──────── Supplied material ────────

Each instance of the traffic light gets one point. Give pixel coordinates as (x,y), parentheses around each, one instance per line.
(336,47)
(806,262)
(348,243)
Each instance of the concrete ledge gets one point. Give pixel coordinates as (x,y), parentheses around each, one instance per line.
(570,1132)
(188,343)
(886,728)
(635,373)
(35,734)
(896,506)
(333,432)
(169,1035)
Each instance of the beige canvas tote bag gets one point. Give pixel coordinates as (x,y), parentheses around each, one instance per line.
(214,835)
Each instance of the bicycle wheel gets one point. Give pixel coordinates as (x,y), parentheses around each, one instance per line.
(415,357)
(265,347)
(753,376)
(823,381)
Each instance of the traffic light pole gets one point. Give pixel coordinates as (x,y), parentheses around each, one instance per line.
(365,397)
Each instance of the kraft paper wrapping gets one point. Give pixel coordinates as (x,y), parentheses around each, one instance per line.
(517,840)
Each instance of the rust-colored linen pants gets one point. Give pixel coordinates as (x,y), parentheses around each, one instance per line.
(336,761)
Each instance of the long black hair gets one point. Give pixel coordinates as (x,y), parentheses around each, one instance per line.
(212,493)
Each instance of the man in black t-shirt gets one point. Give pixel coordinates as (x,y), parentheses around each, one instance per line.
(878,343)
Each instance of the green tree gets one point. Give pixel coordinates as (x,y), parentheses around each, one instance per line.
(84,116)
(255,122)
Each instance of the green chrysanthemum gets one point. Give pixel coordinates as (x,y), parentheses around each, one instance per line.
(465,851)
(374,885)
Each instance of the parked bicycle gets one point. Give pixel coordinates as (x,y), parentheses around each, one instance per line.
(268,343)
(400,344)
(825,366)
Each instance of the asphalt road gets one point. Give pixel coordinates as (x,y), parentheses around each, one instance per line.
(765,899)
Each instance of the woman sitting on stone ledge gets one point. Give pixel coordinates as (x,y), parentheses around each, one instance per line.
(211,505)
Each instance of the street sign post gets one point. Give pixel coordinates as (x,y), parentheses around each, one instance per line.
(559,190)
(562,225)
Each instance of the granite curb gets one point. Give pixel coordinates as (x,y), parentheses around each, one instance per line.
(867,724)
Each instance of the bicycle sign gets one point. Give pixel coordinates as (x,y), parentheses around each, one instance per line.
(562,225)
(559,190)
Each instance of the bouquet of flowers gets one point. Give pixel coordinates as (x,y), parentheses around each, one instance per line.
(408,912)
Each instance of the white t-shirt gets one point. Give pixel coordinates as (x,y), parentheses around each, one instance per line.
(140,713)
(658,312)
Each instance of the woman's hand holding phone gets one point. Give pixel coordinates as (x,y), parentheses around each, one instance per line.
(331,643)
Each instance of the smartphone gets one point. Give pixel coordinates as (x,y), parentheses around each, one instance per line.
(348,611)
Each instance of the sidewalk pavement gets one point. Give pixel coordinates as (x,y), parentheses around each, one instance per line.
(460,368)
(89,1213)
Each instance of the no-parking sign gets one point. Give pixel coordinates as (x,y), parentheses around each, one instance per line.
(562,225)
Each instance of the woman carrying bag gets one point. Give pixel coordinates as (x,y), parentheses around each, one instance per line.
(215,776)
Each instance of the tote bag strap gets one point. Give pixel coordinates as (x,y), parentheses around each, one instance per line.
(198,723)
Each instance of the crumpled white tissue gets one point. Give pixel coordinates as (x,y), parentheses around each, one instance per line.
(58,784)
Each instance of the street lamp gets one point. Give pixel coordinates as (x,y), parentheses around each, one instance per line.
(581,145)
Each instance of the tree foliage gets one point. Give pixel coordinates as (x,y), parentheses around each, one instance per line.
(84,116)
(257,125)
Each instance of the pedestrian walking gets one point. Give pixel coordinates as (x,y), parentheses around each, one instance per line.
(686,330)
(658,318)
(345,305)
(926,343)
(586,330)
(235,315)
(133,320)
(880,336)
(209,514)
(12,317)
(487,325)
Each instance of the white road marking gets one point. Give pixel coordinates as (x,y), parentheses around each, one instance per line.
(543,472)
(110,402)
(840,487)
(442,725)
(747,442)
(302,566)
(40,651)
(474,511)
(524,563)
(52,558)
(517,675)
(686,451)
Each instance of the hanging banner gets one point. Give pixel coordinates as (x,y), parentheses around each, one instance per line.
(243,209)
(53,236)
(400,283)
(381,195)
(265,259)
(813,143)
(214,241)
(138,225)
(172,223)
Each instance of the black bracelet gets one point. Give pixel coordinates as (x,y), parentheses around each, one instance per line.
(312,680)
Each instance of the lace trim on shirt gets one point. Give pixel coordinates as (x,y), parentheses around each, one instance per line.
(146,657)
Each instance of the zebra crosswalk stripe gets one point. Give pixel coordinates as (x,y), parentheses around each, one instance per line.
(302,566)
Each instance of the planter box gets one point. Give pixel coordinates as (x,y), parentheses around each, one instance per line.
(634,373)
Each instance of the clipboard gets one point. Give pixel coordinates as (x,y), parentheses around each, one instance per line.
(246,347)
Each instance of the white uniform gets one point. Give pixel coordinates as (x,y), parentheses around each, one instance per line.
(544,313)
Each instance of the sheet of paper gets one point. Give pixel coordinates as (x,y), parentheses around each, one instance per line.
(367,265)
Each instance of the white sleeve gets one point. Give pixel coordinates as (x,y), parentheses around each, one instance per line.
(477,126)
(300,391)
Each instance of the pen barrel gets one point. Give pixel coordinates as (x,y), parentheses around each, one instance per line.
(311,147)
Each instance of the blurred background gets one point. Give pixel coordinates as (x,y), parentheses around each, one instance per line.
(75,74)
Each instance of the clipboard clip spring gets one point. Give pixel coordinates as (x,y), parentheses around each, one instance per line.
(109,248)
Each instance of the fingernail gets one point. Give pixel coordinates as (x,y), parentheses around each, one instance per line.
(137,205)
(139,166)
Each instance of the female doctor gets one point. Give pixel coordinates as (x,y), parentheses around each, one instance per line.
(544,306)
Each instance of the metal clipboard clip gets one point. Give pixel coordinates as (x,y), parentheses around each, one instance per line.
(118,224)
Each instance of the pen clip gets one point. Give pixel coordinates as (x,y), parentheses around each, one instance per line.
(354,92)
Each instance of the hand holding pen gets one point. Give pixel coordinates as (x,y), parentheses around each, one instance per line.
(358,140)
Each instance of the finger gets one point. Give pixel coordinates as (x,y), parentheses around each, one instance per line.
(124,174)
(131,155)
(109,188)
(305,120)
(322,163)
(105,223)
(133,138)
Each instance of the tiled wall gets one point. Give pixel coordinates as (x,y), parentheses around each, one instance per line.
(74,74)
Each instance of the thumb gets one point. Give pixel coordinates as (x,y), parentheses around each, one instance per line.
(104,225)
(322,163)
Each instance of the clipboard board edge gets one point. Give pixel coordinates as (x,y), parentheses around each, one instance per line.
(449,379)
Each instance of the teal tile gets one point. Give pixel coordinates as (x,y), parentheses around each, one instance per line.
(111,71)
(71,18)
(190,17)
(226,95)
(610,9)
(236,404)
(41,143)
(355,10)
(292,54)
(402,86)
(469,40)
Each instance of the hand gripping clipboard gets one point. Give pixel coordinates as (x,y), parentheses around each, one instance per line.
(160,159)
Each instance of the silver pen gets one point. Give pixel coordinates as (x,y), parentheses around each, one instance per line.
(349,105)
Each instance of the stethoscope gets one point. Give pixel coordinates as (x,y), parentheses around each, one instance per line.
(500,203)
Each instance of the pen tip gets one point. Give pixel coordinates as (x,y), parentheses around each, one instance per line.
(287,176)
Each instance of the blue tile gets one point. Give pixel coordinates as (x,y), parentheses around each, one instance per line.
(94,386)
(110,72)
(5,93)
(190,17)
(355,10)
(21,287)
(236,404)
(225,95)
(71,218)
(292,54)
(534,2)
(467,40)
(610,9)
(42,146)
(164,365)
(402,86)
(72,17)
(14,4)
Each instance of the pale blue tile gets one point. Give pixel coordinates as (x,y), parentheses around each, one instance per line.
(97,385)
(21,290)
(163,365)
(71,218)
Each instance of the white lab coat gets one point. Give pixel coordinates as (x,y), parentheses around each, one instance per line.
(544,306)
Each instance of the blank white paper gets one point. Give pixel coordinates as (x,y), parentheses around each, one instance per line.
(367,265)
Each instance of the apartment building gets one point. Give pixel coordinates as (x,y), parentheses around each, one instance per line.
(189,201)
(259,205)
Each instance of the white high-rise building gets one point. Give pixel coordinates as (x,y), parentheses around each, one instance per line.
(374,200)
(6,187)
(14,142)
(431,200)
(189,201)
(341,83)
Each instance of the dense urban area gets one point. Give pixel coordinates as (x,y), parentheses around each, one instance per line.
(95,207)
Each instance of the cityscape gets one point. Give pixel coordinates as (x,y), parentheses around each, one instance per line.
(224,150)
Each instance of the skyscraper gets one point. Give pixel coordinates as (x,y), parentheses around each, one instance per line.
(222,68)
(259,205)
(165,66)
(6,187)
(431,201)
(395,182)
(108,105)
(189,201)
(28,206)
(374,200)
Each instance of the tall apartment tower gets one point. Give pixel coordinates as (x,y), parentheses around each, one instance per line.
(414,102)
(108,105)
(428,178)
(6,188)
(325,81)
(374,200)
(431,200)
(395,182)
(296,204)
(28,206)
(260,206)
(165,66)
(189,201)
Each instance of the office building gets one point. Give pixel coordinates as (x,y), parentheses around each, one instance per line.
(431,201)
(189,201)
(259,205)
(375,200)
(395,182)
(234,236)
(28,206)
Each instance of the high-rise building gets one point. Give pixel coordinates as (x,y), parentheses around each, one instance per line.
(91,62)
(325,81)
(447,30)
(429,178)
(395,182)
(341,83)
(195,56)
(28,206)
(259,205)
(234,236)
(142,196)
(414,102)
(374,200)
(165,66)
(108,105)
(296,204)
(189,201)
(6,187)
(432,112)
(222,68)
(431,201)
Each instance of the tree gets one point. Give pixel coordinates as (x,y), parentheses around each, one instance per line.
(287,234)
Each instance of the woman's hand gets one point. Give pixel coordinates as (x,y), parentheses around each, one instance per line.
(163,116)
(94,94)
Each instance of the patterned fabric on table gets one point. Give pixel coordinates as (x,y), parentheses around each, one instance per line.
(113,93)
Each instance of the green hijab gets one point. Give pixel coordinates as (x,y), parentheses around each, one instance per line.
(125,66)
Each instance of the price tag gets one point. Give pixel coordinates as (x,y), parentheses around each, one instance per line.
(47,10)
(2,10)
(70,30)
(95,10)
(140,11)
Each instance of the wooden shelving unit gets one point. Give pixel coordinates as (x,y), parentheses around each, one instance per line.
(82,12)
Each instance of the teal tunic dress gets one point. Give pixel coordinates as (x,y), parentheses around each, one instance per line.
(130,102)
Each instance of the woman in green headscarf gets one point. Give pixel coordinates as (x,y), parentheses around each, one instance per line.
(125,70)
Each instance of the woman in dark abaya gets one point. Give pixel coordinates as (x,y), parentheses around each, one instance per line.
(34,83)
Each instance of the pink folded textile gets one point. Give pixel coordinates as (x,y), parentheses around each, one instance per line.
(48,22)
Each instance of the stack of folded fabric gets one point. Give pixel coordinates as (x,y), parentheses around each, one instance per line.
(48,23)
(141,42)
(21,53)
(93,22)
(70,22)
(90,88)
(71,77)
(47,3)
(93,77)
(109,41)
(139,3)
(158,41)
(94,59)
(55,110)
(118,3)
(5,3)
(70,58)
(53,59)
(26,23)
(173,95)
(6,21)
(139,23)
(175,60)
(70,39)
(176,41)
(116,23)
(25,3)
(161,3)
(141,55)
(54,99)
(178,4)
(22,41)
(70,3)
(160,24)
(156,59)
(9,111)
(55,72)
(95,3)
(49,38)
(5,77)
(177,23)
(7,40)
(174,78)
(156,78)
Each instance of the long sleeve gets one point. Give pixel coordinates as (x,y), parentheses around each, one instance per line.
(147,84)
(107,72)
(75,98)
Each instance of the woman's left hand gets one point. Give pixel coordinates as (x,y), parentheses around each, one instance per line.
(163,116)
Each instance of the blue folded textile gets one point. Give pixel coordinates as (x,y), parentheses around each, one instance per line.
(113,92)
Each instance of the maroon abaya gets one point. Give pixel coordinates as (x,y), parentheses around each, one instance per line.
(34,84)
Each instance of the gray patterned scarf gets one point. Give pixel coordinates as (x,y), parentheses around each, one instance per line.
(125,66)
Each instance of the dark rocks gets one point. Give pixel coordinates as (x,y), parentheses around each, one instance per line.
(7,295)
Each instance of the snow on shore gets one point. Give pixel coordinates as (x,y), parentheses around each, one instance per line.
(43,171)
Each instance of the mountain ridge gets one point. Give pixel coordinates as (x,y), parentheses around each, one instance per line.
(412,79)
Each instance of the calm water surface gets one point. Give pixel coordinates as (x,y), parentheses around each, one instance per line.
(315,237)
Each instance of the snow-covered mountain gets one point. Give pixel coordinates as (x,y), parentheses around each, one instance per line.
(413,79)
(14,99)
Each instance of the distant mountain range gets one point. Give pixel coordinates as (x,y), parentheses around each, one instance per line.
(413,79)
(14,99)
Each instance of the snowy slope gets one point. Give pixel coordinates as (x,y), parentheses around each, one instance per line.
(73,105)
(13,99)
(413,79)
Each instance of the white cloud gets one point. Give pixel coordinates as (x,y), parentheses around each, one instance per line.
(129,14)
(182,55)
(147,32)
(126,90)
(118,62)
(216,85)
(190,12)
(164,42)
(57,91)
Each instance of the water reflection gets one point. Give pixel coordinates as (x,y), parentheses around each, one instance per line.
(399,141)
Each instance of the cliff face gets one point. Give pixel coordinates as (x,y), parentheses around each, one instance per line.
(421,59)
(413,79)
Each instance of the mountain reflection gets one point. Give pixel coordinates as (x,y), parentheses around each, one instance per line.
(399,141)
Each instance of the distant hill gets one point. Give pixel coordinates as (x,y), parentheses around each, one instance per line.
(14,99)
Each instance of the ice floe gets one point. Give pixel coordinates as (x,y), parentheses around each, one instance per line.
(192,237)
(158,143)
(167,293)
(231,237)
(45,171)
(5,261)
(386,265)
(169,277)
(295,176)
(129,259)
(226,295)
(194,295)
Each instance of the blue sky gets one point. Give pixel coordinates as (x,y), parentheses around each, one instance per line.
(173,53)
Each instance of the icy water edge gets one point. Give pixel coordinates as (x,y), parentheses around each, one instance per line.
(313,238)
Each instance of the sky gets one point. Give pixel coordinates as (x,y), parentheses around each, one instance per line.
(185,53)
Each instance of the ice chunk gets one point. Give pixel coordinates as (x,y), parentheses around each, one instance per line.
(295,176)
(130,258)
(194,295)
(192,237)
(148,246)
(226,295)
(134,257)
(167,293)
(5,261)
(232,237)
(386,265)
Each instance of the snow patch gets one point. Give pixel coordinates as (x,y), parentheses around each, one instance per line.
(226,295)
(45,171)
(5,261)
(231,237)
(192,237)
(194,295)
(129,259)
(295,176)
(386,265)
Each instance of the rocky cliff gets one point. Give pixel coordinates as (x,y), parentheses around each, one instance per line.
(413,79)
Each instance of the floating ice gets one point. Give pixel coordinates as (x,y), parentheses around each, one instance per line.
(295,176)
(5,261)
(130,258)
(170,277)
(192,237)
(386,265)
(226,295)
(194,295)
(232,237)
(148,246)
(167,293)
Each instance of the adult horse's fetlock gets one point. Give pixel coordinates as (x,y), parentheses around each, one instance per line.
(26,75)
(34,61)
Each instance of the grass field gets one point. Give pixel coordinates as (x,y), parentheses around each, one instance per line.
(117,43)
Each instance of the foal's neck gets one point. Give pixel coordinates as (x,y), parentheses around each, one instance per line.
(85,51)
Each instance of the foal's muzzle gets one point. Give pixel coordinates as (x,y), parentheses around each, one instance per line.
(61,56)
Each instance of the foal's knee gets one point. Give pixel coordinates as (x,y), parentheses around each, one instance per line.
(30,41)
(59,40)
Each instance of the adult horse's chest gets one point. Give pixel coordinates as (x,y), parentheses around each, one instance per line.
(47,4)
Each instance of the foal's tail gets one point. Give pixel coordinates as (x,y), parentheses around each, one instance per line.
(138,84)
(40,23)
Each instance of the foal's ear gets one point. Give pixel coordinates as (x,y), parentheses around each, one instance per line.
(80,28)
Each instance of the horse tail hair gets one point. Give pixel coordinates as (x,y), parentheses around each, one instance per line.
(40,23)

────────

**Directions for this task:** Only the lines from the one containing "Each instance of the foal's neck" through the final line of the records above should be printed, exactly as they stand.

**Exercise solution:**
Each instance of the foal's neck gets one point. Give pixel coordinates as (x,y), parentheses around each, one instance per line.
(85,51)
Each instance of the foal's muzzle gets one point. Give pixel coordinates as (x,y), parentheses around each, one instance per line.
(61,56)
Each instance of the foal's knee gets one point. Give pixel coordinates as (x,y), parentheses around each, one instance per line.
(30,41)
(59,40)
Each instance of the adult horse's chest gets one point. Give pixel coordinates as (x,y), parentheses around each, one instance per line.
(47,4)
Each instance of the foal's tail gets one point. Give pixel coordinates as (x,y), parentheses around each, one instance per line.
(138,84)
(40,23)
Each instance of the foal's ear gets one point. Give pixel coordinates as (x,y), parentheses around each, one instance per line.
(80,28)
Each instance of the horse tail hair gets one point. Give pixel coordinates as (x,y), parentheses around each, one instance per line.
(40,23)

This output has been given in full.